Yes, I've had mine apart a few times, and it's the same as Roger's (except Roger's doesn't suck like mine does :wink2: ).

Later,

William


----------



## Agent orange

Right, to the Speedmasters.










145.022 from 1985










145.014 MKII exotic dial from 1970










176.0012 from 1975

T.B.C...


----------



## Agent orange

176.0015 from 1975










378.0801 Speedmaster 125 from 1973

And lastly, although not called a Speedmaster on the dial it was part of Omegas official Speedmaster line up, the Speedsonic.










188.002 from 1974

Do you get the impression I'm a bit keen on 70's Omegas 

Cheers,

Gary


----------



## Stinch

You have a wonderful collection Gary!! :thumbsup:


----------



## Agent orange

Thanks Roger and sorry for trying to teach William and yourself to suck eggs before. I really should read posts properly before I jump in









Cheers,

Gary


----------



## 86latour

My god that speedsonic is to die for....


----------



## Agent orange

Thank you 

I've owned it for a few years now and its appeal never dwindles. My favourite aspect of it is when the applied indices, handset and dial catch the light, it really comes to life then.



















Cheers,

Gary


----------



## William_Wilson

Agent orange said:


> And lastly, although not called a Speedmaster on the dial it was part of Omegas official Speedmaster line up, the Speedsonic.
> 
> 
> 
> 
> 
> 
> 
> 
> 
> 
> 188.002 from 1974
> 
> Cheers,
> 
> Gary


That's the largest case version, isn't it?

Later,

William


----------



## Agent orange

AFAIK they only ever came in one case size William, although it is on the large size at 42mm excluding crown.

They did a few dial colour and handset variations though. Indeed few other members here have the lume indices and hands version which is more legible but imho not quite as attractive.

I owned the gold plated and dialled version with applied indices a while back. It was eventually traded for something else as it was very rarely worn.










Like the steel version the dial is fantastic, well to my eyes anyway.










Cheers,

Gary


----------



## William_Wilson

Agent orange said:


> AFAIK they only ever came in one case size William, although it is on the large size at 42mm excluding crown.
> 
> They did a few dial colour and handset variations though. Indeed few other members here have the lume indices and hands version which is more legible but imho not quite as attractive.
> 
> I owned the gold plated and dialled version with applied indices a while back. It was eventually traded for something else as it was very rarely worn.

(Collected data)
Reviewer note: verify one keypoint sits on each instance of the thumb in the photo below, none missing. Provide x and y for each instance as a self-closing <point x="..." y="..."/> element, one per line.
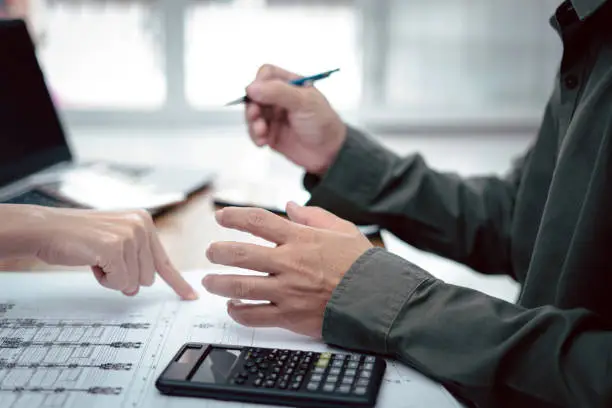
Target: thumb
<point x="277" y="93"/>
<point x="317" y="218"/>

(Task to carry out)
In the Speedmaster forum thread, what case size does Gary give for the Speedsonic, excluding the crown?

(Solution for this problem)
42mm